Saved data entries
-- Opening Marker --
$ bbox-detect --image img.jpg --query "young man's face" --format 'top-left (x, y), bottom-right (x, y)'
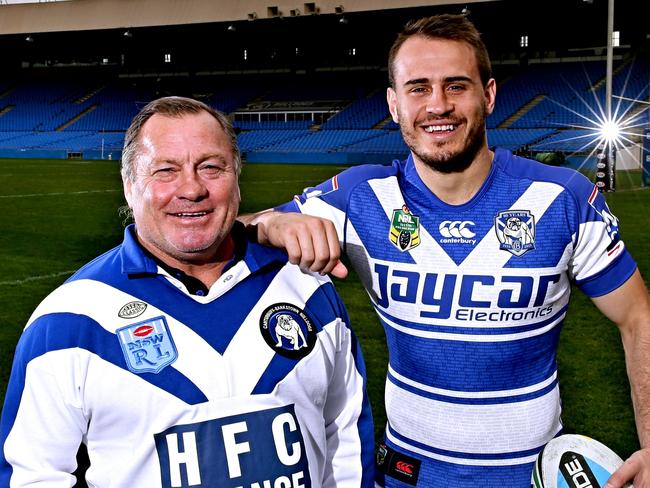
top-left (123, 111), bottom-right (240, 266)
top-left (387, 36), bottom-right (496, 173)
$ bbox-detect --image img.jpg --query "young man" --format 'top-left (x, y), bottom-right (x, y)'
top-left (0, 97), bottom-right (374, 487)
top-left (245, 14), bottom-right (650, 488)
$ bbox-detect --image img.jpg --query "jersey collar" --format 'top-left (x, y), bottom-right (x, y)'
top-left (400, 149), bottom-right (504, 210)
top-left (119, 223), bottom-right (288, 279)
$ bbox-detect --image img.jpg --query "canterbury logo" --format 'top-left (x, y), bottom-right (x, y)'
top-left (438, 220), bottom-right (476, 238)
top-left (395, 461), bottom-right (414, 475)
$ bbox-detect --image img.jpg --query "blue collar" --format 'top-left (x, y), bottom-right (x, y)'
top-left (118, 223), bottom-right (288, 278)
top-left (399, 148), bottom-right (506, 210)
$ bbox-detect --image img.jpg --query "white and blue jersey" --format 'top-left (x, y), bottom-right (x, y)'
top-left (277, 148), bottom-right (636, 487)
top-left (0, 225), bottom-right (374, 487)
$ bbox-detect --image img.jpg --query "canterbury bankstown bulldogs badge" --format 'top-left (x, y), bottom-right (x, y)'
top-left (495, 210), bottom-right (536, 257)
top-left (389, 205), bottom-right (420, 252)
top-left (260, 303), bottom-right (317, 359)
top-left (116, 316), bottom-right (178, 374)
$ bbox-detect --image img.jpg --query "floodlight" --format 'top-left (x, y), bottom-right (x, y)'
top-left (599, 119), bottom-right (621, 144)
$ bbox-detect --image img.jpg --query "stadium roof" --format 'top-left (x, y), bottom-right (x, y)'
top-left (0, 0), bottom-right (497, 34)
top-left (0, 0), bottom-right (647, 74)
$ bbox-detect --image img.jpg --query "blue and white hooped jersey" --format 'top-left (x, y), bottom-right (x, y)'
top-left (278, 148), bottom-right (636, 487)
top-left (0, 225), bottom-right (374, 488)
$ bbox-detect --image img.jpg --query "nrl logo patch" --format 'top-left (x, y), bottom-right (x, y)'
top-left (116, 316), bottom-right (178, 374)
top-left (118, 301), bottom-right (147, 319)
top-left (259, 303), bottom-right (317, 360)
top-left (389, 205), bottom-right (420, 252)
top-left (495, 210), bottom-right (536, 257)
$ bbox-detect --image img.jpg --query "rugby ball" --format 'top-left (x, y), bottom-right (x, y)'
top-left (531, 434), bottom-right (632, 488)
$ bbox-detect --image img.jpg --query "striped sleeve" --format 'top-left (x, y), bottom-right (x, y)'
top-left (569, 182), bottom-right (637, 297)
top-left (1, 316), bottom-right (87, 487)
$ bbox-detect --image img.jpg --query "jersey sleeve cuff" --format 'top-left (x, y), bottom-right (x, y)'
top-left (575, 250), bottom-right (637, 297)
top-left (274, 199), bottom-right (301, 213)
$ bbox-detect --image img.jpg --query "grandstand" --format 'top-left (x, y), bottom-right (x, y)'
top-left (0, 0), bottom-right (647, 167)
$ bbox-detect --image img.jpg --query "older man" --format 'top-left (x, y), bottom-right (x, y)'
top-left (0, 97), bottom-right (374, 487)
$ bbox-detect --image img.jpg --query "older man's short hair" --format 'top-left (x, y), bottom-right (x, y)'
top-left (121, 96), bottom-right (241, 181)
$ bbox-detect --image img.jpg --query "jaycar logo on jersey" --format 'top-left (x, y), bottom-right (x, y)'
top-left (374, 263), bottom-right (559, 322)
top-left (260, 303), bottom-right (317, 360)
top-left (155, 404), bottom-right (311, 488)
top-left (389, 205), bottom-right (420, 252)
top-left (116, 316), bottom-right (177, 374)
top-left (495, 210), bottom-right (536, 257)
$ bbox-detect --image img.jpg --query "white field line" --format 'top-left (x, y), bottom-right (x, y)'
top-left (0, 270), bottom-right (75, 287)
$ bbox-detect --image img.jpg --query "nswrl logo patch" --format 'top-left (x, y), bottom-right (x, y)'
top-left (389, 205), bottom-right (420, 252)
top-left (116, 316), bottom-right (178, 374)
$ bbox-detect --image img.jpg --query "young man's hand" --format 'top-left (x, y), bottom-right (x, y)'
top-left (243, 211), bottom-right (348, 278)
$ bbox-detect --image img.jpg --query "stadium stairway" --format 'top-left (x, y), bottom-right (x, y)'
top-left (0, 105), bottom-right (15, 118)
top-left (589, 57), bottom-right (631, 93)
top-left (499, 94), bottom-right (546, 128)
top-left (56, 105), bottom-right (98, 131)
top-left (373, 115), bottom-right (393, 129)
top-left (0, 86), bottom-right (15, 100)
top-left (74, 84), bottom-right (107, 104)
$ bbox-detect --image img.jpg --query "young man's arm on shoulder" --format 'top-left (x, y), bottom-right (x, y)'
top-left (592, 270), bottom-right (650, 488)
top-left (239, 209), bottom-right (347, 278)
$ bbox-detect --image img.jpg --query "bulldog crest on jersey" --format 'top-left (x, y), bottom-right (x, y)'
top-left (116, 316), bottom-right (178, 374)
top-left (260, 303), bottom-right (317, 359)
top-left (389, 205), bottom-right (420, 252)
top-left (495, 210), bottom-right (536, 257)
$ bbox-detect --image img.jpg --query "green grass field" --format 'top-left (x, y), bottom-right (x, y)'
top-left (0, 157), bottom-right (648, 464)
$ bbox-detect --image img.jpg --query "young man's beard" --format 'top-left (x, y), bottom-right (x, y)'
top-left (401, 107), bottom-right (488, 174)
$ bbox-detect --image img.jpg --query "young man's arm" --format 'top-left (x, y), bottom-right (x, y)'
top-left (592, 270), bottom-right (650, 488)
top-left (240, 210), bottom-right (348, 278)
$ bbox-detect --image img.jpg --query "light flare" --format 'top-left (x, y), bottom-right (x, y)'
top-left (598, 119), bottom-right (622, 145)
top-left (523, 58), bottom-right (650, 178)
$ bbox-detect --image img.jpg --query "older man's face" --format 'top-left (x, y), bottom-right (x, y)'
top-left (123, 111), bottom-right (240, 266)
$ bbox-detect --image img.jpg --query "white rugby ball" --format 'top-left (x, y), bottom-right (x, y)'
top-left (531, 434), bottom-right (632, 488)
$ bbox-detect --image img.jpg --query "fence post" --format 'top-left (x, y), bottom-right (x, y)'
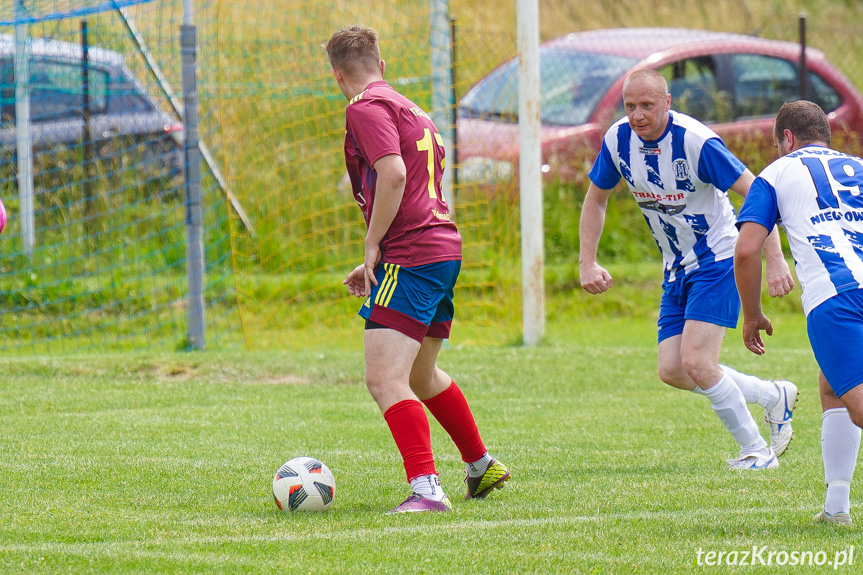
-- Closing Marker --
> _REQUIRED ACTION_
Repeat every entry above exactly as written and omit any pictures it holds.

> _TASK SOLUTION_
$ bbox-detect --image img.jpg --query "young man's face" --format 'top-left (x, y), bottom-right (x, y)'
top-left (123, 111), bottom-right (240, 266)
top-left (387, 36), bottom-right (496, 173)
$ bbox-detect --image img.jpg --query "young man" --format 'top-left (x, y), bottom-right (x, y)'
top-left (0, 97), bottom-right (374, 487)
top-left (245, 14), bottom-right (650, 488)
$ bbox-detect --image img.jpg --query "jersey collar" --format 'top-left (x, y), bottom-right (x, y)'
top-left (400, 149), bottom-right (504, 210)
top-left (119, 223), bottom-right (288, 279)
$ bbox-detect --image img.jpg --query "canterbury logo" --format 'top-left (x, y), bottom-right (x, y)'
top-left (438, 220), bottom-right (476, 238)
top-left (395, 461), bottom-right (414, 475)
$ bbox-detect --image img.jpg --query "blue collar" --format 'top-left (x, y), bottom-right (x, y)'
top-left (118, 223), bottom-right (288, 278)
top-left (399, 148), bottom-right (506, 210)
$ bbox-detect --image img.jpg --query "white and blue jersey" --format 'top-left (x, y), bottom-right (x, y)'
top-left (277, 148), bottom-right (636, 487)
top-left (0, 225), bottom-right (374, 487)
$ bbox-detect --image img.jpg --query "canterbury bankstown bulldogs badge" --format 'top-left (x, y), bottom-right (x, y)'
top-left (495, 210), bottom-right (536, 257)
top-left (389, 205), bottom-right (420, 252)
top-left (260, 303), bottom-right (317, 359)
top-left (116, 316), bottom-right (178, 374)
$ bbox-detect --image img.jpg --query "floodlight" --format 'top-left (x, y), bottom-right (x, y)'
top-left (599, 119), bottom-right (621, 144)
$ bbox-detect --image img.jpg --query "stadium roof" --format 'top-left (x, y), bottom-right (x, y)'
top-left (0, 0), bottom-right (497, 34)
top-left (0, 0), bottom-right (647, 74)
$ bbox-detect --image img.jpg --query "blue and white hooped jersey" --format 'top-left (x, y), bottom-right (x, y)'
top-left (278, 148), bottom-right (636, 487)
top-left (0, 225), bottom-right (374, 488)
$ bbox-detect --image img.jpg --query "nrl logo patch" --format 'top-left (x, y), bottom-right (x, y)'
top-left (116, 316), bottom-right (178, 374)
top-left (118, 301), bottom-right (147, 319)
top-left (259, 303), bottom-right (317, 360)
top-left (389, 205), bottom-right (420, 252)
top-left (495, 210), bottom-right (536, 257)
$ bbox-detect --image img.jpg --query "rugby ball" --format 'top-left (x, y), bottom-right (x, y)'
top-left (531, 434), bottom-right (632, 488)
$ bbox-detect --image img.jpg --query "striped sleeve" --format 'top-left (x, y), bottom-right (x, y)'
top-left (569, 182), bottom-right (637, 297)
top-left (1, 316), bottom-right (87, 487)
$ bbox-detect --image img.jpg --query "jersey sleeve cuff" --format 'top-left (x, y), bottom-right (x, y)'
top-left (575, 250), bottom-right (637, 297)
top-left (274, 199), bottom-right (301, 213)
$ bbox-detect --image img.jpg --query "grandstand" --format 'top-left (x, y), bottom-right (x, y)'
top-left (0, 0), bottom-right (647, 167)
$ bbox-detect --image img.jpg --query "older man" --format 'top-left (x, y), bottom-right (x, y)'
top-left (0, 97), bottom-right (374, 487)
$ bbox-detect --image img.jpg --query "older man's short hair" --format 'top-left (x, y), bottom-right (x, y)'
top-left (121, 96), bottom-right (241, 181)
$ bbox-detect --image img.jpg --query "jaycar logo on jersey" --format 'top-left (x, y), bottom-right (x, y)'
top-left (374, 263), bottom-right (559, 322)
top-left (260, 303), bottom-right (317, 360)
top-left (155, 404), bottom-right (311, 488)
top-left (389, 205), bottom-right (420, 252)
top-left (116, 316), bottom-right (177, 374)
top-left (495, 210), bottom-right (536, 257)
$ bbox-detect --image img.jpg --query "white field line" --format 'top-left (x, y), bottom-right (x, y)'
top-left (0, 270), bottom-right (75, 287)
$ bbox-detect --image img.jpg --query "nswrl logo patch" --format 'top-left (x, y), bottom-right (x, y)'
top-left (389, 205), bottom-right (420, 252)
top-left (116, 316), bottom-right (178, 374)
$ bbox-detect --image img.jpg --query "young man's hand" --format 'top-left (x, y), bottom-right (x, y)'
top-left (243, 211), bottom-right (348, 278)
$ bbox-detect --image img.jpg --query "stadium stairway" --format 'top-left (x, y), bottom-right (x, y)'
top-left (0, 105), bottom-right (15, 118)
top-left (589, 57), bottom-right (631, 93)
top-left (499, 94), bottom-right (546, 128)
top-left (56, 105), bottom-right (98, 131)
top-left (373, 115), bottom-right (393, 129)
top-left (0, 86), bottom-right (15, 100)
top-left (74, 84), bottom-right (107, 104)
$ bbox-detect --image img.jpg --query "young man's arm on shoulder" --format 'top-left (x, y), bottom-right (x, y)'
top-left (592, 270), bottom-right (650, 488)
top-left (239, 209), bottom-right (347, 278)
$ bbox-detect --image img.jpg --query "bulldog crest on jersey" --format 'top-left (x, y), bottom-right (x, y)'
top-left (116, 316), bottom-right (178, 374)
top-left (260, 303), bottom-right (317, 359)
top-left (389, 205), bottom-right (420, 252)
top-left (495, 210), bottom-right (536, 257)
$ bbox-detect --image img.jpg --query "green grass field" --format 'top-left (x, y), bottom-right (x, y)'
top-left (0, 157), bottom-right (648, 464)
$ bbox-detect --image img.jpg --query "young man's beard" --format 'top-left (x, y), bottom-right (x, y)'
top-left (401, 107), bottom-right (488, 174)
$ bbox-detect --image img.jpg --query "young man's arm" --format 'top-left (x, y), bottom-right (x, y)'
top-left (592, 270), bottom-right (650, 488)
top-left (240, 210), bottom-right (348, 278)
$ bbox-detect --image img.jpg --query "light flare" --format 'top-left (x, y), bottom-right (x, y)'
top-left (598, 119), bottom-right (622, 145)
top-left (523, 58), bottom-right (650, 178)
$ bbox-detect --image img.jpg --query "older man's face" --format 'top-left (x, y), bottom-right (x, y)'
top-left (123, 111), bottom-right (240, 266)
$ bbox-detect --image img.jpg --query "white rugby ball" --format 'top-left (x, y), bottom-right (x, y)'
top-left (531, 434), bottom-right (632, 488)
$ bbox-detect --image img.jpg --query "fence post" --format 'top-left (x, y), bottom-right (x, y)'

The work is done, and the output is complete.